That the imperial presence slowly diminished after 1918 and finally ended in 1943 is not in dispute but how and why this came about is more controversial. Most recently, Robert Bickers has focussed on the social and political forces that mobilised within China to free the country from western domination and has shown how the international powers, including Communist Russia, a liberal-minded United States and an awakening Japan, vied to exploit those forces for their differing ends. Whilst the Goumindang increasingly looked to America for support, the delay in dismantling the imperial apparatus only served to reinforce China’s sense of national humiliation and the narratives that support it to this day. If Bickers focuses less on Britain’s internal politics and the agitated hand-wringing of men such as Austen Chamberlain, the Foreign Secretary in the mid-1920s, this was because, as he sees it, Britain was no longer setting the agenda.(10)
Chow, on the other hand, argues that the Foreign Office effectively orchestrated the retreat, influenced by, and responding to, the changing attitudes of British opinion-makers. At times, however, her own account seems at odds with this thesis, for example, when she explains the failure to return Weiheiwai on the grounds that ‘China’s internal disorder provided ample excuse and rationale for delaying the process’. In other words, the aim was to give a semblance of retreat whilst holding onto imperial power for as long as possible.
Token measures such as remitting part of the Boxer Indemnity, and using the funds to set up cultural programmes, were small beer compared to the continued requirement that China meet its obligations under the Reorganisation Loan and threatening military action when repayment was at risk. Such measures were self-serving and failed to tackle the fundamental iniquity of extra-territoriality and a presence that continued to violate China’s sovereignty. It took the shooting of unarmed demonstrators by the Shanghai police in 1925 and the ensuing May 30th Movement to persuade Chamberlain and the Foreign Office that it was time to make retreat official policy, but even then the FO continued to stall. Whilst Chow suggests that it was dissuaded from taking firmer action against the protesters because of increasing support amongst left wing sympathisers and missionaries, it seems more likely that it was because the foreign powers (with the exception of France), most obviously the United States, were, as she says, wholly against such action.
Whatever change of policy was in the mind of the FO – and certainly Chow shows that there were both ministers and officials, who favoured a more conciliatory approach – Britain’s presence remained unashamedly imperial; the Customs continued to be foreign-administered and there were plenty of official pronouncements about the corruption and weakness of China justifying Britain’s presence and the use of force when necessary. And when trouble broke out in the British concession of Hankou, some 13000 troops were despatched to defend the International Settlement in Shanghai. Chow’s analysis of the ensuing debate is enthralling with both sides assuming entrenched positions and the FO vacillating as to what action to take. Meanwhile the Guomindang could not wait for Britain to leave and, as she neatly puts it, ‘now that China was “awakened”, the Chinese people were no longer ignorant of or passive in response to British hypocrisy’.

★ ★ ★ ★ ★

• [WHAT TO DO] Continue the passage on Britain's retreat from imperial power in China, starting after its last sentence.

• [DATA BLOCK]
★ ★ ★ ★ ★

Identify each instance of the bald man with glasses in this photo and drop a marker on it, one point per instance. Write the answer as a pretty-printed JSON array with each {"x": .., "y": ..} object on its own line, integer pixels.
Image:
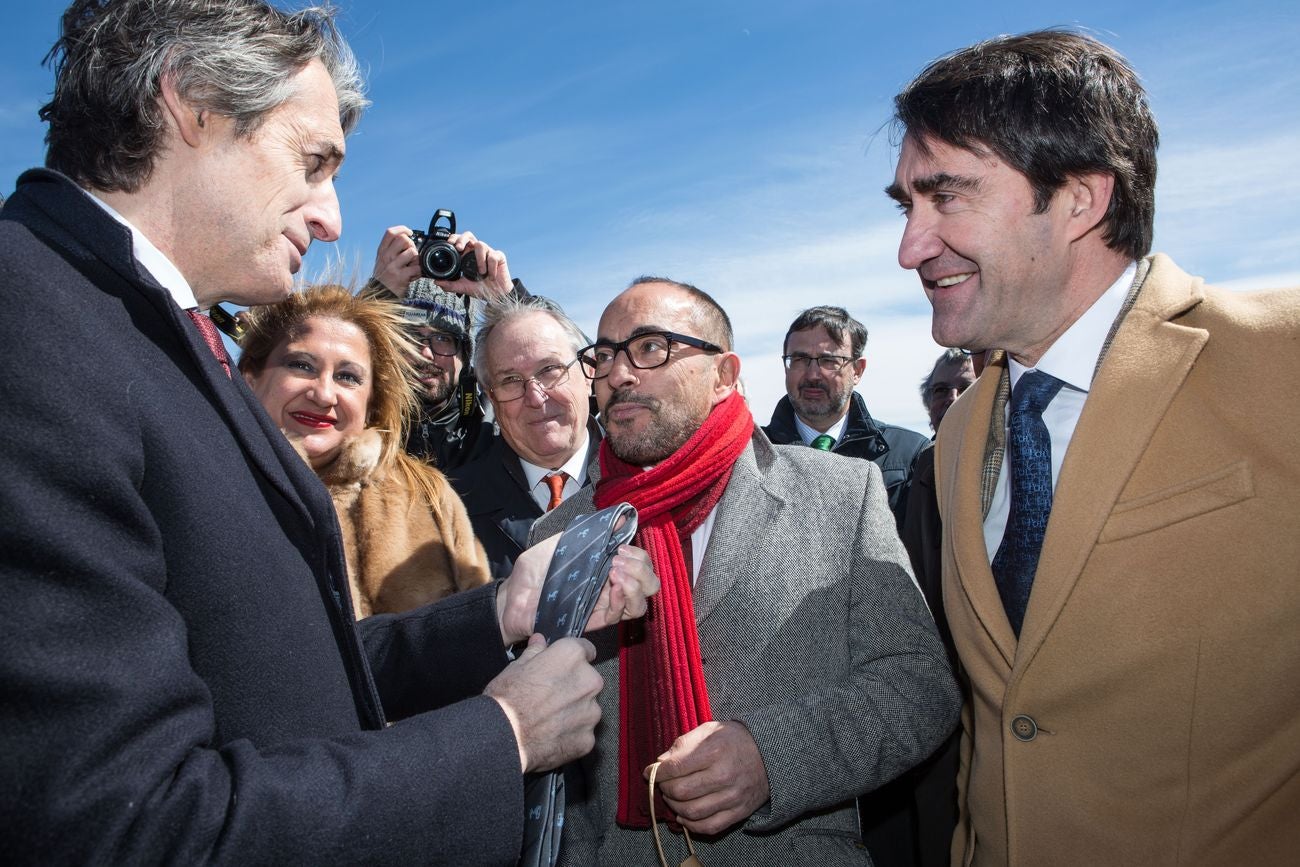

★ ★ ★ ★ ★

• [RESULT BELOW]
However, whilst the surrender of the Hankou concession was a potentially significant step, it is difficult to see that this was part of a measured policy. Instead, as she shows, the FO wanted to exact reprisals including destruction of forts and arsenals in a way more reminiscent of the gunboat diplomacy of the previous century. With its support, Admiral Tyrwhitt, the commander-in-chief of the Shanghai Defence Force was ‘impatient to act’. However, to his disappointment, the action was called off, not because public opinion was against it – the war-monger ‘die-hards’ were in the ascendancy and only too keen to teach China a lesson – but because ‘the British found their plans circumscribed once again by the intractability of the other powers’. It was thus only outside influence that restrained a further episode of imperial aggression.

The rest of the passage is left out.